Report how many lines in the records below contain the string "Segment", with case counting. Give only the number.

--- Start LISTED ENTRIES ---

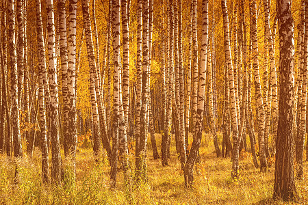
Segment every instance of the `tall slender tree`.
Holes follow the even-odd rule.
[[[40,0],[36,1],[36,31],[38,40],[38,59],[39,68],[39,92],[38,109],[40,113],[40,128],[41,134],[41,148],[42,148],[42,173],[43,180],[46,182],[49,180],[49,149],[47,146],[47,120],[46,111],[46,92],[44,90],[44,78],[46,74],[46,57],[44,51],[44,43],[43,38],[42,21],[42,5]],[[36,122],[35,121],[35,122]],[[32,140],[34,140],[33,139]],[[29,142],[29,146],[32,146],[34,142]],[[29,151],[30,152],[30,151]]]
[[[305,1],[305,3],[307,1]],[[273,197],[284,201],[294,200],[297,197],[293,167],[294,44],[292,3],[290,0],[277,0],[280,42],[280,95]]]
[[[52,154],[51,176],[55,183],[61,182],[61,153],[59,134],[59,97],[57,92],[57,76],[55,58],[55,14],[53,0],[47,0],[47,33],[49,77],[50,87],[51,139]]]
[[[194,4],[196,7],[196,3]],[[196,8],[194,8],[196,10]],[[192,141],[190,154],[188,155],[184,167],[184,179],[186,187],[191,187],[193,177],[193,167],[198,156],[198,152],[201,143],[202,138],[202,124],[203,119],[203,109],[205,92],[205,72],[207,61],[207,29],[208,29],[208,0],[202,1],[202,36],[201,36],[201,66],[198,74],[198,106],[197,106],[197,120],[196,121],[196,137]]]
[[[259,70],[259,59],[258,59],[258,44],[257,44],[257,4],[255,0],[251,1],[251,34],[252,34],[252,44],[253,44],[253,73],[254,73],[254,83],[256,104],[257,110],[259,113],[259,118],[258,118],[259,127],[259,152],[260,155],[260,170],[265,172],[267,169],[267,161],[264,151],[264,130],[265,130],[265,110],[261,90],[261,83]]]

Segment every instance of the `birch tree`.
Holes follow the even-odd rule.
[[[263,96],[261,90],[261,83],[259,71],[259,59],[258,59],[258,44],[257,36],[257,4],[255,0],[251,1],[251,34],[253,44],[253,73],[255,99],[257,109],[259,112],[259,118],[258,118],[259,133],[259,152],[260,154],[260,170],[265,172],[267,169],[266,157],[264,151],[264,130],[265,130],[265,110],[263,100]]]
[[[44,43],[43,38],[42,22],[42,5],[40,0],[36,0],[36,31],[38,41],[38,59],[39,68],[39,92],[38,92],[38,109],[40,113],[40,127],[42,139],[42,173],[43,181],[48,182],[49,180],[49,149],[47,146],[46,111],[47,105],[45,102],[46,92],[44,90],[44,78],[46,74],[46,57]],[[34,142],[33,142],[34,143]],[[29,144],[31,146],[31,144]]]
[[[196,3],[194,10],[196,10]],[[197,120],[196,121],[196,137],[192,141],[190,154],[188,157],[184,167],[184,179],[186,187],[190,187],[194,180],[193,167],[198,156],[198,152],[201,143],[202,138],[202,123],[203,119],[203,109],[205,92],[205,72],[207,59],[207,29],[208,29],[208,1],[202,1],[202,36],[201,36],[201,66],[198,77],[198,106],[197,106]],[[197,77],[198,78],[198,77]]]
[[[55,58],[55,18],[53,0],[47,1],[49,77],[50,87],[51,139],[52,154],[52,172],[53,181],[61,182],[61,153],[59,135],[59,98],[57,92],[57,68]]]

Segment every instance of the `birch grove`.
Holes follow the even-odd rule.
[[[0,204],[305,202],[307,24],[308,0],[0,0]]]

--- End LISTED ENTRIES ---

**TASK OUTPUT**
3